[Start SELECTED PASSAGE]
You’ve read the book (I have this old fashioned notion that someone who’s
read a book knows more about it than someone who hasn’t) so you’ll understand what I’m about to say next. You and I probably agree that it was intended by the author first and foremost as an entertainment, but there was also a central question/critique running through the text, namely: can the United States endure as a nation committed to (literally, in this case) sucking the life out of the many to benefit the select few? Put in those terms, there are many people who would see that as a political statement, and an insulting one at that. My mother’s side of my family is from South Carolina, and I can tell you there are plenty of people there who’ll tell you the war was about anything but slavery; that it was a courageous, manly struggle for self-determination, and to fight off Yankee invaders. These peoples’ ancestors fought in the war at very great cost, so you’ll hear things like it was fought to keep the South from becoming an economic colony of the North, and the people who say that will
mean it. So yes, given all that, I fully expect more examinations of history from the vampire and zombie points of view. IMO,
Wuthering Heights would benefit greatly from a pack of werewolves on the heath.
Teddy Roosevelt: Zombie Whacker will get made, and I’ll probably go see it.
JAMES
PS Thank you for the link. I love Toronto. Lots of beautiful women milling about. If I ever get kicked out of the US, I intend to move there.
[End SELECTED PASSAGE]
SHORT TASK:
Name each kind of supernatural creature the passage mentions.
[Start MATERIAL PROVIDED]
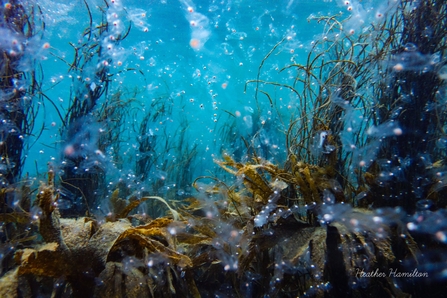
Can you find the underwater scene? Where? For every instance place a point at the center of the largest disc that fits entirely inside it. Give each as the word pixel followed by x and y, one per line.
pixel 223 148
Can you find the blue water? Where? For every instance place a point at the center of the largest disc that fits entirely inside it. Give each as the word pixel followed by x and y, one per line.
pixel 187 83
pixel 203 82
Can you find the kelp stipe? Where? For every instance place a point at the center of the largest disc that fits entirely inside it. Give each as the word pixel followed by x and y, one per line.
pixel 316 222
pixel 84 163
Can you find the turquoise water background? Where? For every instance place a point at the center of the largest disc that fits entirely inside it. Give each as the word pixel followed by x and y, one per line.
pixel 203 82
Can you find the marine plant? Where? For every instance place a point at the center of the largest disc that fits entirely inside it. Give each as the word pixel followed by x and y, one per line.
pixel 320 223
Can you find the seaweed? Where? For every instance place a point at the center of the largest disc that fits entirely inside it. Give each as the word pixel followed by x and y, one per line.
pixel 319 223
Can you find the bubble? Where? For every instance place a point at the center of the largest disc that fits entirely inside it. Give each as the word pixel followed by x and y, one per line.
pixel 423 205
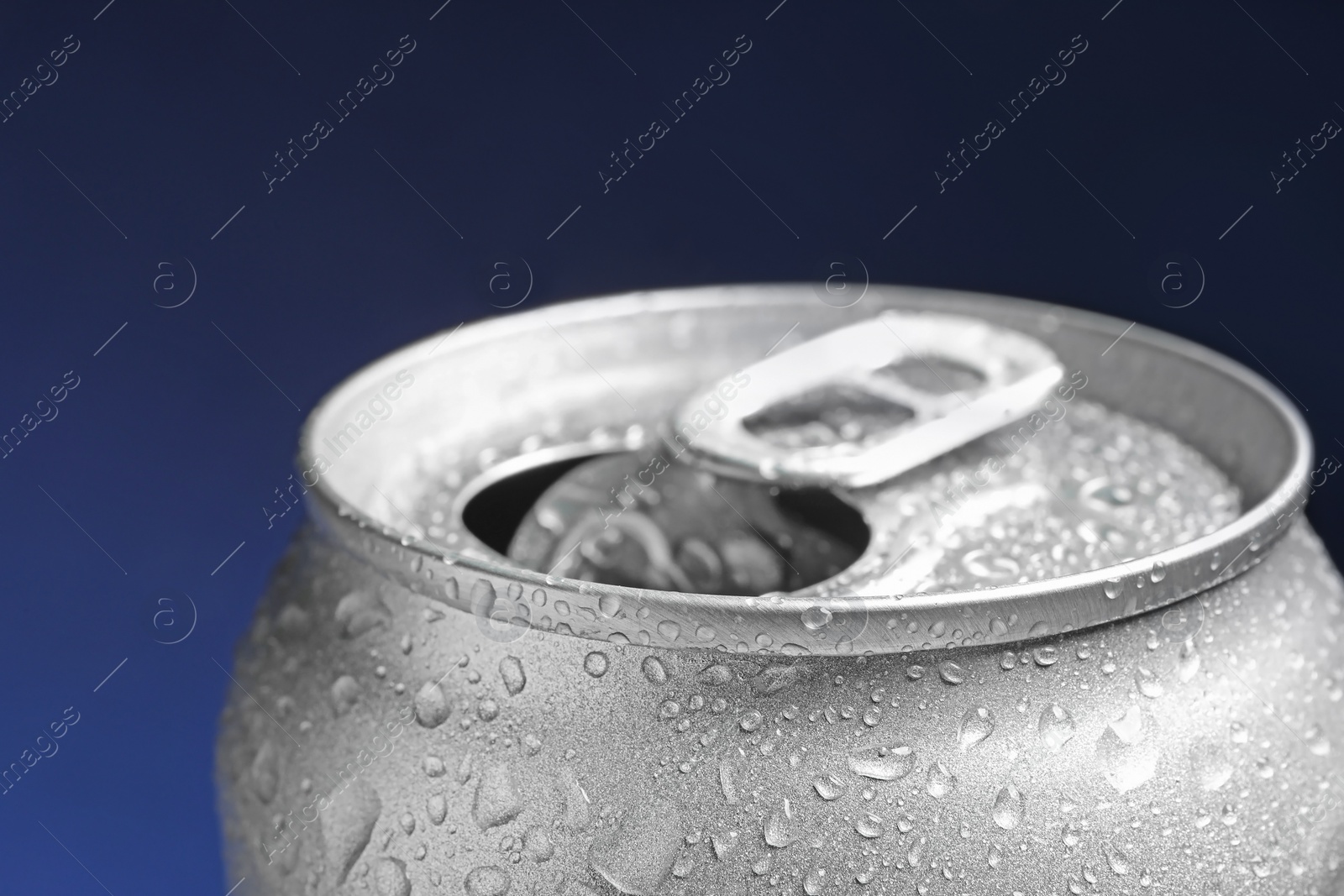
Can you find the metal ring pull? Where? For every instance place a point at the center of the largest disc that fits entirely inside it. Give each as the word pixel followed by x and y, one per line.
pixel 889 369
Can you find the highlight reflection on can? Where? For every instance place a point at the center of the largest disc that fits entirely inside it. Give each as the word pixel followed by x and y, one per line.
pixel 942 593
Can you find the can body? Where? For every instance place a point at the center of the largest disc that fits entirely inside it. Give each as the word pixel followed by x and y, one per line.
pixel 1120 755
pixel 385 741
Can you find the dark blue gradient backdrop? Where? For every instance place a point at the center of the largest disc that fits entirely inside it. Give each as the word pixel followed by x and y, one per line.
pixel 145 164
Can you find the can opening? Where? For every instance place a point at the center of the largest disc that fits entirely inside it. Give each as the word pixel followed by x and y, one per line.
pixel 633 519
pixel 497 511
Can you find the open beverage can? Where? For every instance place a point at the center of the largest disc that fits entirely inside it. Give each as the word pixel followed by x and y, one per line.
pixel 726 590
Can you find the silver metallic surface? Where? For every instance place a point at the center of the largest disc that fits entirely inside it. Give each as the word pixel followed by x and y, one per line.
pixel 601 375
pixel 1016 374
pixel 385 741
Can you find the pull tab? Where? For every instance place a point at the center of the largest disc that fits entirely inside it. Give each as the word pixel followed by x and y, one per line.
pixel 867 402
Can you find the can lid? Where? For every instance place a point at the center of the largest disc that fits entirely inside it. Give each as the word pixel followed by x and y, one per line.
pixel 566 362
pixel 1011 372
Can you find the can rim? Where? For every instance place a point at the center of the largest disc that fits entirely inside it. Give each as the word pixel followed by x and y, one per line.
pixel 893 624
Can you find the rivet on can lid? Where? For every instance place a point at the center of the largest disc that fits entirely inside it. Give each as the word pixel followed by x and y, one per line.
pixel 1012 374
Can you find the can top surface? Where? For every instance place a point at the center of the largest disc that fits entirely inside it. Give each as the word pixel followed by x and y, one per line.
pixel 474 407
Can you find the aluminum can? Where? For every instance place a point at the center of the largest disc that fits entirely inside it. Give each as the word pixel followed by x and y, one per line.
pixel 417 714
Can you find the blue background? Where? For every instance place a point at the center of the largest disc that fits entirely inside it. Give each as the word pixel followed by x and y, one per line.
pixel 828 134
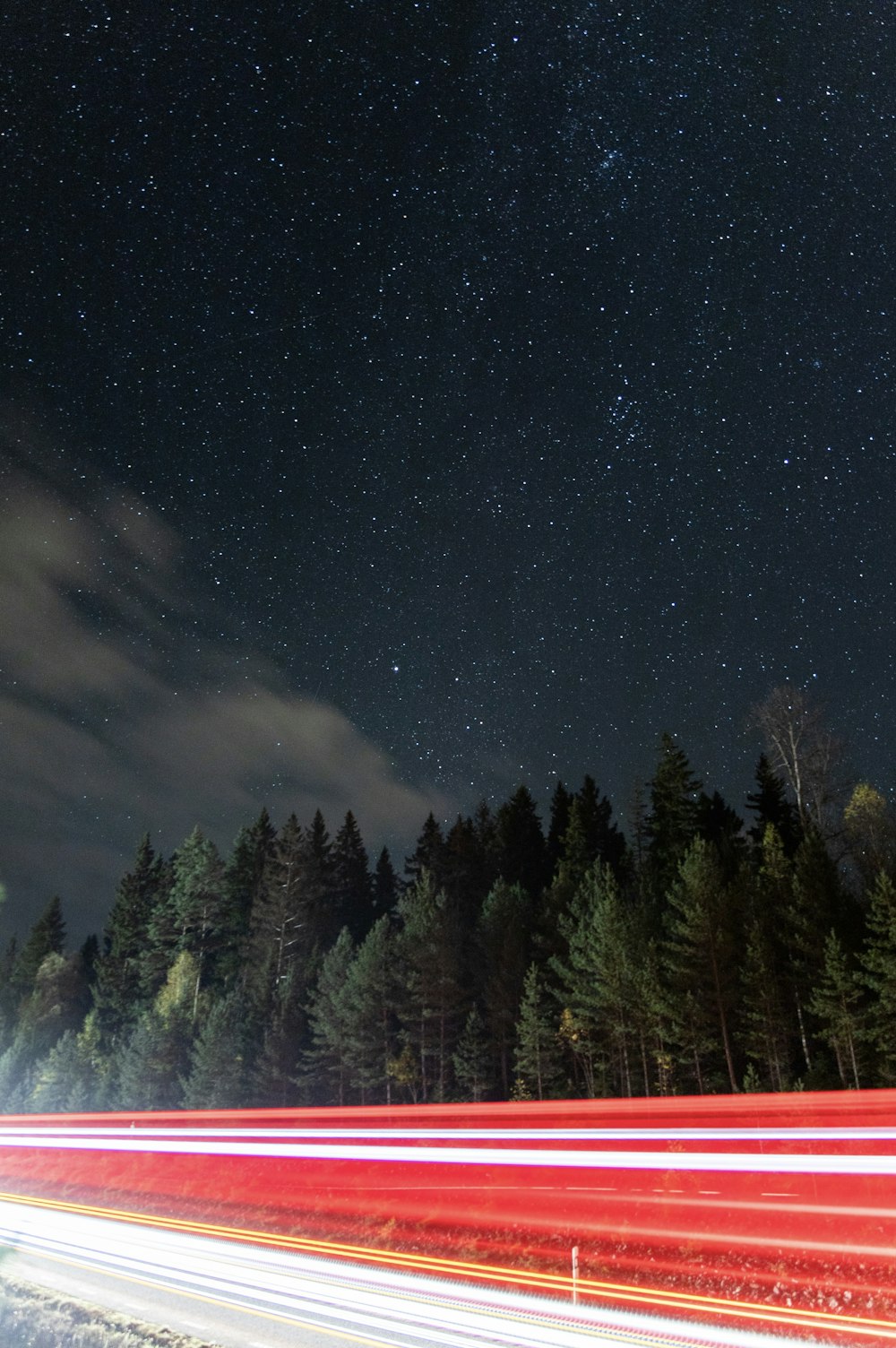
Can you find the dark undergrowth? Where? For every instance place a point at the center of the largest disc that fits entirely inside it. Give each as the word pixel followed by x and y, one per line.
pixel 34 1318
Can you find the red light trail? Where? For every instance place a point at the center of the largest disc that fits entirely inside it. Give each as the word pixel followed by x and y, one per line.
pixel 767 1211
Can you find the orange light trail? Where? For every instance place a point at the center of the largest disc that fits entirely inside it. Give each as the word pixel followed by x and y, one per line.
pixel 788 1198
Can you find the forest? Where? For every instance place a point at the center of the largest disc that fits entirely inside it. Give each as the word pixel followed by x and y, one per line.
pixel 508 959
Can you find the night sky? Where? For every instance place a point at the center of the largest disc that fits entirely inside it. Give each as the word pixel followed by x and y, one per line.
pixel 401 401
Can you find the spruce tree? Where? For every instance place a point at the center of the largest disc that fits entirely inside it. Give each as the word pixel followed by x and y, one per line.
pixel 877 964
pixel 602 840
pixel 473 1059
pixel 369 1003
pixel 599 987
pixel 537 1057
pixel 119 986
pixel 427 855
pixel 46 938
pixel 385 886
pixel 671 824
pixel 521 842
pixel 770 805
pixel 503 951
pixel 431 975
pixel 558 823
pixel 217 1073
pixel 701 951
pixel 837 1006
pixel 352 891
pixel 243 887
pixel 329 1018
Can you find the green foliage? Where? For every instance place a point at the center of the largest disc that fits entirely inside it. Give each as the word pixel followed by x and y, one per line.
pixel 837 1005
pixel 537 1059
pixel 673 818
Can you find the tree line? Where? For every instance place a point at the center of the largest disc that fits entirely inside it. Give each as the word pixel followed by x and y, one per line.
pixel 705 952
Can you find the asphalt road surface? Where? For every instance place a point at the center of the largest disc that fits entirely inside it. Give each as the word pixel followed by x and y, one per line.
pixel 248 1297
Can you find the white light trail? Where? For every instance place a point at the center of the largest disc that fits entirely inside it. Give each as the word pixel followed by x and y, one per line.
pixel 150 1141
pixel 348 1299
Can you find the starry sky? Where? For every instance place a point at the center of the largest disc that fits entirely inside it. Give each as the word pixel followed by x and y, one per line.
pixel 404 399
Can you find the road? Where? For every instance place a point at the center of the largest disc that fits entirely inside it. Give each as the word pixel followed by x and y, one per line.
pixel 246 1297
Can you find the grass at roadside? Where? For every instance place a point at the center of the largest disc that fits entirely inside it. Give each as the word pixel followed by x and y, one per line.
[End MATERIAL PROVIDED]
SOLUTION TO THIS PROBLEM:
vampire, zombie, werewolves